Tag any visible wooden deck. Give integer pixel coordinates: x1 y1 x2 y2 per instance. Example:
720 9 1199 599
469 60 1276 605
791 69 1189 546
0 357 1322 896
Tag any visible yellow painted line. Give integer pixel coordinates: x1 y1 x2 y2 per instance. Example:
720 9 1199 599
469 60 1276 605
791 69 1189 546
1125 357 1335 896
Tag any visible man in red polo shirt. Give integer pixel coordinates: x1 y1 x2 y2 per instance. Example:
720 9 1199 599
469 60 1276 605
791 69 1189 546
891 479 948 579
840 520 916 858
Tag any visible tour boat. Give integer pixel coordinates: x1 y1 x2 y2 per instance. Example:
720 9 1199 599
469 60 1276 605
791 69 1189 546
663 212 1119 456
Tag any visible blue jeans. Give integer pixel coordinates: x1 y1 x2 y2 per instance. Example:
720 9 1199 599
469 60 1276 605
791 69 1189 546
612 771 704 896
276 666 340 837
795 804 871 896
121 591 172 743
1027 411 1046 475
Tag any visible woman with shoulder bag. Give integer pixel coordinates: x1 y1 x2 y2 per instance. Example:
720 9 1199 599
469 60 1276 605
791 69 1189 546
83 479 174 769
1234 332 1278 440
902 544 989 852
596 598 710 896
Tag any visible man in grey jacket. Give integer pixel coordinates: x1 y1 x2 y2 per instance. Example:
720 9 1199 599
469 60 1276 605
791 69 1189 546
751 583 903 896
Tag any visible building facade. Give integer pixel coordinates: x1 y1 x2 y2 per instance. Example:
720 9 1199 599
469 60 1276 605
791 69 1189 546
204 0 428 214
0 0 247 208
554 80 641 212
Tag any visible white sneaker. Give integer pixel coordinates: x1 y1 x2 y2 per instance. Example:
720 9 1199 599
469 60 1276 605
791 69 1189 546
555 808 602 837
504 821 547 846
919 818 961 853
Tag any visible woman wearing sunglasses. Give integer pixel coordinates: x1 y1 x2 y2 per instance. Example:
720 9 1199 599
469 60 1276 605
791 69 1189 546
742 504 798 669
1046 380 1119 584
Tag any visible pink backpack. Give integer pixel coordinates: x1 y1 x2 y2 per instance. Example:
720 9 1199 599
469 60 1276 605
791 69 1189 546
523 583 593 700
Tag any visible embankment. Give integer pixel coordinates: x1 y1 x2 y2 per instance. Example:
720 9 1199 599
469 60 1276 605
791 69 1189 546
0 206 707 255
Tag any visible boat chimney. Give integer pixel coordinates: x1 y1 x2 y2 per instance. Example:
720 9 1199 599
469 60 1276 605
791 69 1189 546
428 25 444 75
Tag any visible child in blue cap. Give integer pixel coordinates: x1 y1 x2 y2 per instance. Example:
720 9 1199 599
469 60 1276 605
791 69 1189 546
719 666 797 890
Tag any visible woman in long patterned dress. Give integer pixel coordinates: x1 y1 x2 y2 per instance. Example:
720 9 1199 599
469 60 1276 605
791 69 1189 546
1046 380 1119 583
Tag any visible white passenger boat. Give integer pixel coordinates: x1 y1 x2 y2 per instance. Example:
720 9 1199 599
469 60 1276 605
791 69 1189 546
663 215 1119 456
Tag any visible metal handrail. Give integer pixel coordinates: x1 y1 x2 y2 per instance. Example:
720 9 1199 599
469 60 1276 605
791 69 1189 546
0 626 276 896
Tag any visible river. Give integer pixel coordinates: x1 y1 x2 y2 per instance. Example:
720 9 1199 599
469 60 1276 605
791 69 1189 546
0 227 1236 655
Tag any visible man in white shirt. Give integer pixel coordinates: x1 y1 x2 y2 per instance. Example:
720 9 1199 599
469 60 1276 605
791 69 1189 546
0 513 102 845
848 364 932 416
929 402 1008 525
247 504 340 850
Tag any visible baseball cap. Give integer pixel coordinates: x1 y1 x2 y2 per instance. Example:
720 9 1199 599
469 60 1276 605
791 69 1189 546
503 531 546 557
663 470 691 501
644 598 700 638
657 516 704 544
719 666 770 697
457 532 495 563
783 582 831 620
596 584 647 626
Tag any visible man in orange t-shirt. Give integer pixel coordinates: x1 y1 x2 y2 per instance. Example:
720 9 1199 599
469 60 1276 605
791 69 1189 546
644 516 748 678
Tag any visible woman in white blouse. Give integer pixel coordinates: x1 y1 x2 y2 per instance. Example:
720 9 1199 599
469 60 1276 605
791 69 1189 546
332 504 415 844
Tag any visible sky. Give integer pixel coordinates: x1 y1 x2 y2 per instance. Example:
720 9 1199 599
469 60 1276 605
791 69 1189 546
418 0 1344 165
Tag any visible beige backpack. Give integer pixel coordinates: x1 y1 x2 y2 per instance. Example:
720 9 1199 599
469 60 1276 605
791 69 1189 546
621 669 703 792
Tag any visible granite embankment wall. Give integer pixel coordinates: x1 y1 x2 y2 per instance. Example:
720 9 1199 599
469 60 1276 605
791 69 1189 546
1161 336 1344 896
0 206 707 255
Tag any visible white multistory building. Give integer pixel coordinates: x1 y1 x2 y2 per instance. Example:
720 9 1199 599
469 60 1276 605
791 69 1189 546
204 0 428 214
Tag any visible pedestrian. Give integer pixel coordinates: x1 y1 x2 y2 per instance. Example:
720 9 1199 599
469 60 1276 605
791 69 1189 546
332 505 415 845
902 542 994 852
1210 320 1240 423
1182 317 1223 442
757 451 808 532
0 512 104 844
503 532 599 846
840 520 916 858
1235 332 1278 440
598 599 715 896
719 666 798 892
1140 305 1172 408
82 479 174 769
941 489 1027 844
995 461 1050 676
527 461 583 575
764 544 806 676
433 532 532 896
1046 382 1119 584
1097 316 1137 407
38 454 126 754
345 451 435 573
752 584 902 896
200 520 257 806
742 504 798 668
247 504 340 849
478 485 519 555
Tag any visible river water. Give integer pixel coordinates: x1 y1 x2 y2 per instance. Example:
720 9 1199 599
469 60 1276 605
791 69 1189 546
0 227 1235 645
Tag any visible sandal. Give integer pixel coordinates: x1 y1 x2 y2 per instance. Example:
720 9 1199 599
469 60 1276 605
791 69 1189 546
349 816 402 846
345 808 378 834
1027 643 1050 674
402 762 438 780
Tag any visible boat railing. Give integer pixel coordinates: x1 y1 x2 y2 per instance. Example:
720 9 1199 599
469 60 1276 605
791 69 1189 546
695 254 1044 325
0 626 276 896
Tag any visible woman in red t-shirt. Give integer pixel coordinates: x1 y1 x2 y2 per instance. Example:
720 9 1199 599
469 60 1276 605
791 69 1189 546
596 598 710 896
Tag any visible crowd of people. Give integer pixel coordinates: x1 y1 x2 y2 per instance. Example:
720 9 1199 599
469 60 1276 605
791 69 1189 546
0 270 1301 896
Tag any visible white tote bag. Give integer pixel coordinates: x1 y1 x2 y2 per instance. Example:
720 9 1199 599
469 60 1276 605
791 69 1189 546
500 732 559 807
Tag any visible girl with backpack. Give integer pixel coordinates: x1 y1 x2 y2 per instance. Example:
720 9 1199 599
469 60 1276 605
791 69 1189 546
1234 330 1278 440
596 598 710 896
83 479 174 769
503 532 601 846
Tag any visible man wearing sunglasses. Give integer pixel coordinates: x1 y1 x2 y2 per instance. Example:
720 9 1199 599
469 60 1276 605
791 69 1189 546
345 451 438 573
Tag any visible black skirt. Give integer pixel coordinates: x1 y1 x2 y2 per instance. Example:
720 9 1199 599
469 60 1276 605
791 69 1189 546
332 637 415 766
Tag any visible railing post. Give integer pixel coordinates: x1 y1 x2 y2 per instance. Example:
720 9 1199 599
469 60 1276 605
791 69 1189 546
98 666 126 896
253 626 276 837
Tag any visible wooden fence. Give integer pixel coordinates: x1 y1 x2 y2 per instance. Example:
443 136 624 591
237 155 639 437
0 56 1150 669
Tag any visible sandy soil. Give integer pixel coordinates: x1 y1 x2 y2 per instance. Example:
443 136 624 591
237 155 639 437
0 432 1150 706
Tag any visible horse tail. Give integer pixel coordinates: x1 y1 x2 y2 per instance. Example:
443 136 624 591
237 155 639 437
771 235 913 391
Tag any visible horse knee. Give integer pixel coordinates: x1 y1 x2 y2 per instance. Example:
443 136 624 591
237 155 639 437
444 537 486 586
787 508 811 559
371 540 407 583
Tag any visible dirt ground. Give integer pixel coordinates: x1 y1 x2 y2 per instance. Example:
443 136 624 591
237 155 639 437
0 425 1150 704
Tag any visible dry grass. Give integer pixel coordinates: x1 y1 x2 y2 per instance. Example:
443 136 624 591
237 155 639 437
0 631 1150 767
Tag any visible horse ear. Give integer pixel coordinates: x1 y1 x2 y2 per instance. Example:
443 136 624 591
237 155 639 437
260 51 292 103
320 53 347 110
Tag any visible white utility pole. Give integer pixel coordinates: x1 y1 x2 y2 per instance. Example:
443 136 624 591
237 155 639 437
════════════════════
*Required work*.
Reproduce the material word for word, starting with the line that contains "Tag any visible sandy" and continuing through the last line of the material.

*Answer to this task*.
Tag any visible sandy soil. Give integer pixel coordinates: x1 y1 x2 y2 per instance. Example:
443 136 624 591
237 155 639 437
0 432 1150 706
Tag any visible horse tail. Give integer pixel coordinates: x1 y1 x2 y2 per instance. Example:
443 136 624 591
237 155 639 437
771 235 913 391
Tag any visible horse knee. Give integer pixel coordinates: x1 y1 x2 y2 per instance. Example:
443 136 624 591
237 155 639 437
444 537 486 586
787 508 811 559
371 540 407 583
Tag any visible dirt ground. Give integer pixel coordinates: x1 y1 x2 y2 per instance. Example:
443 136 624 591
237 155 639 437
0 425 1150 704
Tag any visible dry grass. Give integer pixel coordinates: x1 y1 x2 y2 per instance. Example:
443 136 624 591
237 155 639 437
0 631 1150 767
Tag any visible horse ear. Give integer pixel coordinates: x1 y1 x2 y2 per instance. Example:
443 136 624 591
237 155 639 437
260 51 292 103
320 53 347 110
Tag any visible white utility pole. Give integer pixel coordinates: x1 y1 x2 y2 per instance. Example:
443 136 624 591
237 155 639 437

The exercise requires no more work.